> [Written request]: In the items below, output the lines from the line with "If you could mark the yellow flower in" up to and including the line with "Query: coreopsis verticillata plant" as a numbered list with blank lines left out. Give only those lines.

>> begin Provided material

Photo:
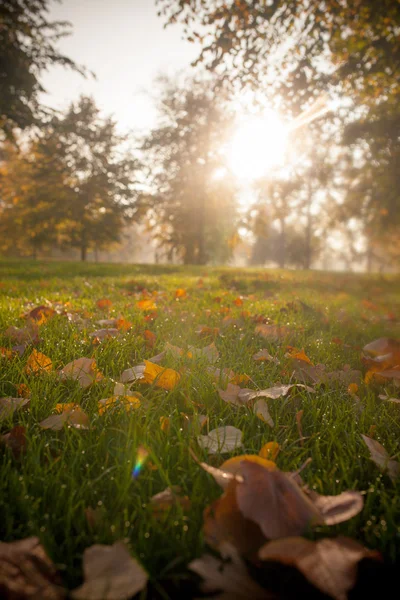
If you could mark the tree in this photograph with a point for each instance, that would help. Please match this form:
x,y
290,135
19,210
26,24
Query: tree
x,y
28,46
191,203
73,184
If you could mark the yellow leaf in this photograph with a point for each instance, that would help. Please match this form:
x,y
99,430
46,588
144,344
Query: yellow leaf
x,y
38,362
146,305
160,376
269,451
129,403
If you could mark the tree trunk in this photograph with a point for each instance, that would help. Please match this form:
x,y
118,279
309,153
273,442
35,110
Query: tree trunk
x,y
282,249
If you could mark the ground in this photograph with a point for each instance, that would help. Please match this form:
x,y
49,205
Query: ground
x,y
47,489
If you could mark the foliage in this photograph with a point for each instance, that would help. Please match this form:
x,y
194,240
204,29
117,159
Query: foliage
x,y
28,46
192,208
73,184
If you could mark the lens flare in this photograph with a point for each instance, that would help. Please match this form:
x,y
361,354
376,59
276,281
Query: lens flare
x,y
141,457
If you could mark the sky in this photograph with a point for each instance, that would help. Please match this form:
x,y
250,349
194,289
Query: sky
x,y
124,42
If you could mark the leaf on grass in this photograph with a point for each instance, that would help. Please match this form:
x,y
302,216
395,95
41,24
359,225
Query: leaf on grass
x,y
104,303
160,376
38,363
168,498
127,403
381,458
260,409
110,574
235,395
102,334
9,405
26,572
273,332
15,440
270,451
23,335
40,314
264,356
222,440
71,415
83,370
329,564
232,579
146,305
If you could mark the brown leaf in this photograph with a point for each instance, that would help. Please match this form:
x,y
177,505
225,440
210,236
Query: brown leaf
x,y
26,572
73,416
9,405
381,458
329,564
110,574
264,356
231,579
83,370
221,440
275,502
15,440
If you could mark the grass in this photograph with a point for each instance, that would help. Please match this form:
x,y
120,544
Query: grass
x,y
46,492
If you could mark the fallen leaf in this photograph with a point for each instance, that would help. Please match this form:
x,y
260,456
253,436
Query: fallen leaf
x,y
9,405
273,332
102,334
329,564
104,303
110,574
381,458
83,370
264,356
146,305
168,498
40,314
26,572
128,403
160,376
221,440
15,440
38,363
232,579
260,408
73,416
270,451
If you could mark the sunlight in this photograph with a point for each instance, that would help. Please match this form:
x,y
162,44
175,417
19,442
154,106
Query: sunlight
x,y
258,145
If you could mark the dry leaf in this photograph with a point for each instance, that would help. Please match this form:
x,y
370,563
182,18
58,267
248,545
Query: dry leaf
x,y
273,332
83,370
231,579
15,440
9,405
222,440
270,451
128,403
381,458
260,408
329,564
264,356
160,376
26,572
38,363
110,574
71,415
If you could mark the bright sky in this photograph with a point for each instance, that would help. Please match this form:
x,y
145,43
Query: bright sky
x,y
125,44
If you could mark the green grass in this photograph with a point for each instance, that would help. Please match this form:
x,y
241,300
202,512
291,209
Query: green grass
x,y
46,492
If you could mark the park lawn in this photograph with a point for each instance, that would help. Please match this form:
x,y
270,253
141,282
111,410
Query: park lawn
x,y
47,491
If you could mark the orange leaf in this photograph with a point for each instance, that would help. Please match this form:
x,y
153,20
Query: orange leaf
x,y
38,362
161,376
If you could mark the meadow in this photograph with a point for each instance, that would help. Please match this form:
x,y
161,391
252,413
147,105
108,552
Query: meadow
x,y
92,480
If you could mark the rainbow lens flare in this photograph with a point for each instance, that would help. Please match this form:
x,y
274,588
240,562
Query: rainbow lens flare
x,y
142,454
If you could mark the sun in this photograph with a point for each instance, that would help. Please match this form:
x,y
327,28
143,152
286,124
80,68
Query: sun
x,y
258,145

>> end Provided material
>> begin Provided material

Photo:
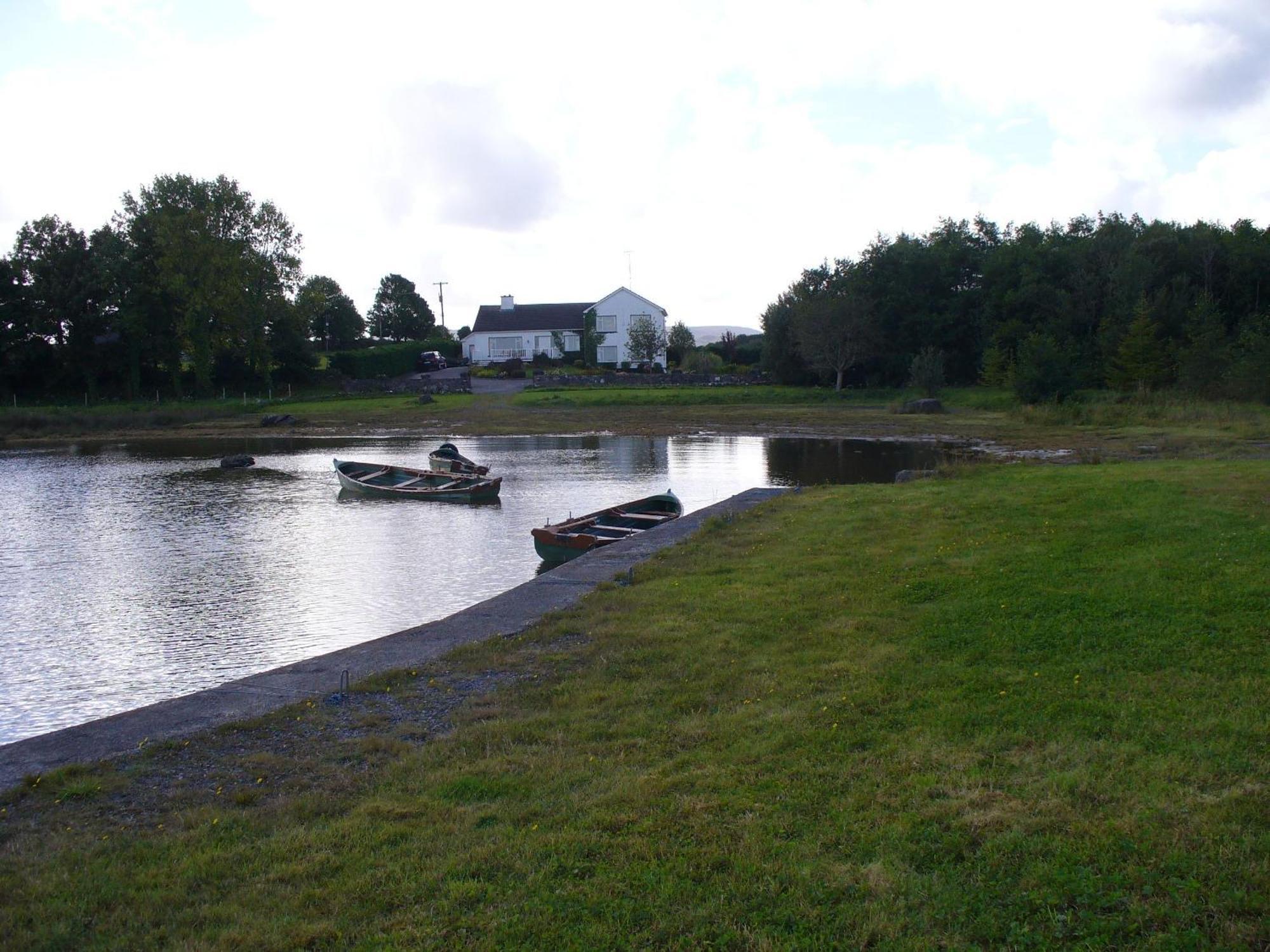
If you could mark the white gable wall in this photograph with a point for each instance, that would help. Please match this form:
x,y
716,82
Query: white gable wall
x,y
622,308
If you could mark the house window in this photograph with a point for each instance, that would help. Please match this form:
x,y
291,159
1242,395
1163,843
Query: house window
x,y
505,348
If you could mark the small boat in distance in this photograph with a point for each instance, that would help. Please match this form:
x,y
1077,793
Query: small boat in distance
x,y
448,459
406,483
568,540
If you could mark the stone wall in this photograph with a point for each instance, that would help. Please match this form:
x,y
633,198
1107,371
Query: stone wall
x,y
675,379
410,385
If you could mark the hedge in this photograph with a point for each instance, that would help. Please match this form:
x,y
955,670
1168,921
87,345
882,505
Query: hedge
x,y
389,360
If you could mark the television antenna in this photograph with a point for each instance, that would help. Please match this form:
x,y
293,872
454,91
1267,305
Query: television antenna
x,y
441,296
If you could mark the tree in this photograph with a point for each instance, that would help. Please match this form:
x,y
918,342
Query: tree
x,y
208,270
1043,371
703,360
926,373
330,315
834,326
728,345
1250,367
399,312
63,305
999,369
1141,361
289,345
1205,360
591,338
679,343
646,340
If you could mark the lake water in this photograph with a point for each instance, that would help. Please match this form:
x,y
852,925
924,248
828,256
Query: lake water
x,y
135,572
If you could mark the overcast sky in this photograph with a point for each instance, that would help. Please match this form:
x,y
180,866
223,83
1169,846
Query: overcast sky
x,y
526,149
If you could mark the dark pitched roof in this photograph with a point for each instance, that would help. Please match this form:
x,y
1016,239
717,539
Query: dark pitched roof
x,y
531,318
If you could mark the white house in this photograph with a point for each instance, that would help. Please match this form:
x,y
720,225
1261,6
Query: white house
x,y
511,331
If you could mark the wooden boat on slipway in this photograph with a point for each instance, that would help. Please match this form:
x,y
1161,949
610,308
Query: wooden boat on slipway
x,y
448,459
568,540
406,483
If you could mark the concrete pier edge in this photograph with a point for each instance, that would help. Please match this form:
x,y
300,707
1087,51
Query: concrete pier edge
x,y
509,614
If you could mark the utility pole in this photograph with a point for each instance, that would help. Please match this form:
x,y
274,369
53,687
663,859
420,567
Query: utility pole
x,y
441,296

>> end Provided material
>> begin Provided material

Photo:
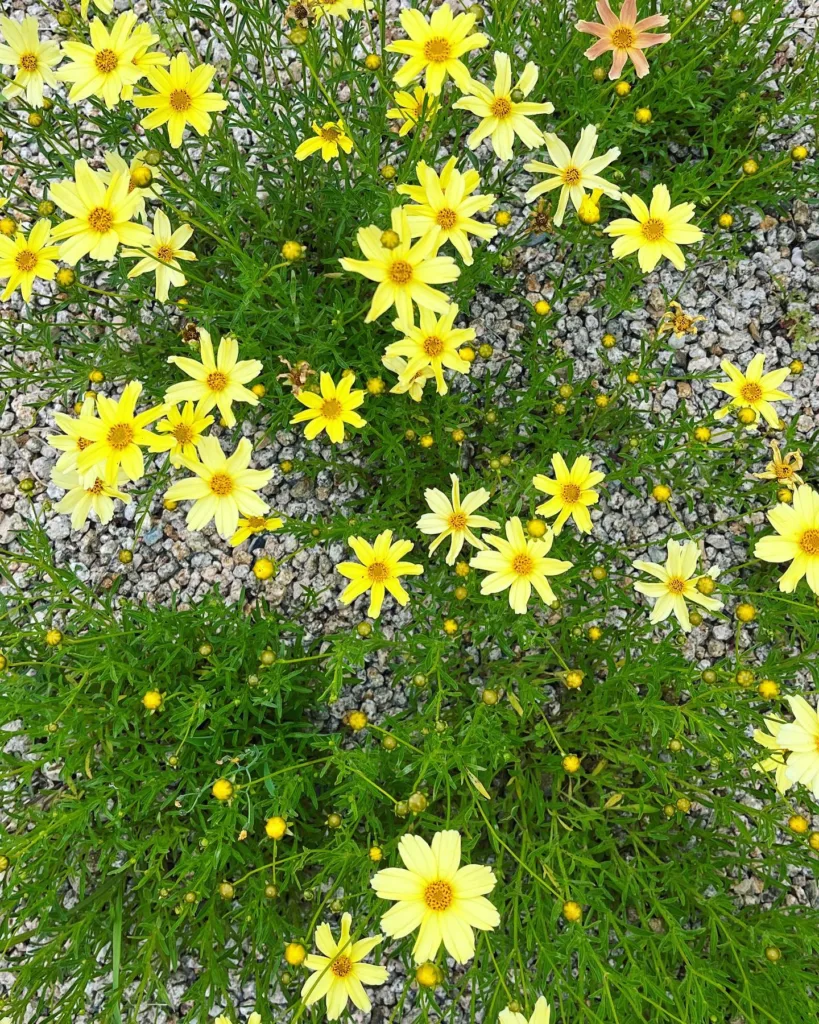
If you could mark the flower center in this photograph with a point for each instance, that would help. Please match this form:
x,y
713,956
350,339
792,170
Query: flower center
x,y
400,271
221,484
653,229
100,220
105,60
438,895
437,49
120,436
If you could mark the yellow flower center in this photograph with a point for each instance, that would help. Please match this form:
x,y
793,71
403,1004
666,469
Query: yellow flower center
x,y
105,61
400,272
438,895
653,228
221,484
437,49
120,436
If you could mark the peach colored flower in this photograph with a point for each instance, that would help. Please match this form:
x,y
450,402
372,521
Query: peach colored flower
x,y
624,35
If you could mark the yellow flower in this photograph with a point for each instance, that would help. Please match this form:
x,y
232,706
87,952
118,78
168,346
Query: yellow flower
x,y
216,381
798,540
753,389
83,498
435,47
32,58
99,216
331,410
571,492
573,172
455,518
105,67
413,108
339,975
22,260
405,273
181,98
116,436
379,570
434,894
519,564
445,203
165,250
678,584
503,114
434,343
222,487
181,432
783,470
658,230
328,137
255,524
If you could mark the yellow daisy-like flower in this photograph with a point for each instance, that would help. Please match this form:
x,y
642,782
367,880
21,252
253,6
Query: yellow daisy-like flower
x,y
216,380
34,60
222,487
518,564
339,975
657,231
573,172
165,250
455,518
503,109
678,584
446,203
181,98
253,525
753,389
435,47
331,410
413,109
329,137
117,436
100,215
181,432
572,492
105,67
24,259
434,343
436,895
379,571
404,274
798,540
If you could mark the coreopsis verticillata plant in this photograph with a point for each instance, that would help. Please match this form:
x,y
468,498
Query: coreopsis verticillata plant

>> end Provided material

> [Finished task]:
1. If you could mark the yellow flower in this photograph with a point for each instance, that would help. Please match this form:
2. x,y
3. 232,706
4. 87,952
5. 118,78
6. 168,346
7. Query: yellow flower
8. x,y
9. 216,381
10. 798,540
11. 753,389
12. 83,498
13. 435,47
14. 32,58
15. 99,216
16. 331,410
17. 571,492
18. 573,172
19. 455,518
20. 105,67
21. 413,108
22. 339,975
23. 22,260
24. 405,273
25. 181,98
26. 116,436
27. 379,570
28. 434,894
29. 519,564
30. 445,203
31. 165,250
32. 678,584
33. 503,114
34. 434,343
35. 222,487
36. 181,432
37. 783,470
38. 658,230
39. 328,137
40. 255,524
41. If you could mark the yellow daisy-like flower in this photograph with a point for each instance, that would help. Please match this form:
42. x,y
43. 642,782
44. 367,880
45. 21,252
46. 253,6
47. Query: yellow daisy-like flower
48. x,y
49. 216,380
50. 34,60
51. 222,487
52. 518,564
53. 339,975
54. 657,231
55. 573,172
56. 165,250
57. 455,518
58. 503,109
59. 678,584
60. 446,203
61. 181,98
62. 253,525
63. 753,389
64. 435,47
65. 331,410
66. 413,109
67. 329,137
68. 117,436
69. 100,215
70. 181,432
71. 572,492
72. 105,67
73. 24,259
74. 434,343
75. 436,895
76. 379,571
77. 404,274
78. 798,540
79. If you could mark the coreopsis verticillata plant in this photograph with a point for each instance, that would help. Please match this form:
80. x,y
81. 468,498
82. Query: coreopsis verticillata plant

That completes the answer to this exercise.